■ SET EXERCISE 1: List the usernames that head the posts in the boating forum thread, in the order they appear.

■ PAGE EXCERPT:
# Approximately how many days a year are you on your boat?



## FormerAdministrator (Jan 10, 2000)

Approximately how many days a year are you on your boat?


----------



## PBzeer (Nov 11, 2002)

Every day for the past 2 years.


----------



## eryka (Mar 16, 2006)

All of them for us, too, minus just a few weeks while replacing the laminate & rebuilding the electrical system.


----------



## Faster (Sep 13, 2005)

Interesting split so far - we're in the 70 - 85 days/yr range.... but I suspect this poll will have an inherent inaccuracy as inactive boaters (less than 50 group) will be far less likely to vote. Their lack of interest is probably going to include venues such as Sailnet.

Based on observations at various marinas in our area, I'd have to think that many boaters are in the "under 25 days/yr" group.


----------



## zz4gta (Aug 15, 2007)

I'm one of the less than 50, but hope to change that this year. Now that I have a boat to sleep on.


----------



## sgkuhner (May 5, 2002)

Normally we have spent over 200 days on the boat since 2001; however, in Feb 2007 I had a total knee replacement so we were not on the boat last winter and this winter we also stayed home to enjoy a new granddaughter (our first grandchild). Hopefully we will be back on the boat full time this coming August.


----------



## TrueBlue (Oct 11, 2004)

■ DATA PROVIDED:
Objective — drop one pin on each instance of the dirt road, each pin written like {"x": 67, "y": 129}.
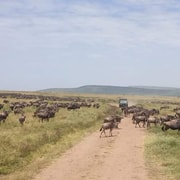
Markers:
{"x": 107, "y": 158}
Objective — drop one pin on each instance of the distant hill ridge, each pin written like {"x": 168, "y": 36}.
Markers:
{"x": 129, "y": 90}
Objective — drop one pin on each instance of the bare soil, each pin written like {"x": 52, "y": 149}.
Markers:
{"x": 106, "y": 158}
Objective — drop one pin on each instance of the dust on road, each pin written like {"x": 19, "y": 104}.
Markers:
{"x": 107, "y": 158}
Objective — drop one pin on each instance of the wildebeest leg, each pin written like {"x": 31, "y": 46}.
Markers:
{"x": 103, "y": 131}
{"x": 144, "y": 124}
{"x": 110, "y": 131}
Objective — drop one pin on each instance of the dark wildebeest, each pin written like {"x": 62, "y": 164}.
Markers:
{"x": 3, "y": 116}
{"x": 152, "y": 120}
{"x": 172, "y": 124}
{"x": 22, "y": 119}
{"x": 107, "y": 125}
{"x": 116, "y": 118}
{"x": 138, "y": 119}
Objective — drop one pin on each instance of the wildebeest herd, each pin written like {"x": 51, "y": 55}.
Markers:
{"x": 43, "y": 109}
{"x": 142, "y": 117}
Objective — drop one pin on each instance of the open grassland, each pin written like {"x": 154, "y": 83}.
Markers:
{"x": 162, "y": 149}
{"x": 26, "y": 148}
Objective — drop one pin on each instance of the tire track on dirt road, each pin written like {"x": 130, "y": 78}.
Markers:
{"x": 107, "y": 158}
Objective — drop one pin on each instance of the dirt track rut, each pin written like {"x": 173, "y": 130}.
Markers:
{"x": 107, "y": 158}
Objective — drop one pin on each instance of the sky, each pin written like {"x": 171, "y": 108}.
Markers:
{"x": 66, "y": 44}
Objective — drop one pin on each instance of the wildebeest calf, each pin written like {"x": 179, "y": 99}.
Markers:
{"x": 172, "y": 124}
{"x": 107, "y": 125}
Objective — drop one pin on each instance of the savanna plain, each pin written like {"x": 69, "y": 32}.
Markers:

■ SET EXERCISE 2: Write out, as a numbered list with blank lines omitted, the lines of the listing from the line with "Objective — drop one pin on each instance of the open" through the end of the listing.

■ WORKED SOLUTION 1:
FormerAdministrator
PBzeer
eryka
Faster
zz4gta
sgkuhner
TrueBlue

■ WORKED SOLUTION 2:
1. Objective — drop one pin on each instance of the open grassland, each pin written like {"x": 154, "y": 83}.
2. Markers:
3. {"x": 162, "y": 149}
4. {"x": 26, "y": 148}
5. Objective — drop one pin on each instance of the tire track on dirt road, each pin written like {"x": 130, "y": 78}.
6. Markers:
7. {"x": 107, "y": 158}
8. Objective — drop one pin on each instance of the dirt track rut, each pin written like {"x": 173, "y": 130}.
9. Markers:
10. {"x": 107, "y": 158}
11. Objective — drop one pin on each instance of the sky, each pin written like {"x": 171, "y": 108}.
12. Markers:
13. {"x": 66, "y": 44}
14. Objective — drop one pin on each instance of the wildebeest calf, each pin written like {"x": 179, "y": 99}.
15. Markers:
16. {"x": 172, "y": 124}
17. {"x": 107, "y": 125}
18. Objective — drop one pin on each instance of the savanna plain, each pin written like {"x": 69, "y": 32}.
19. Markers:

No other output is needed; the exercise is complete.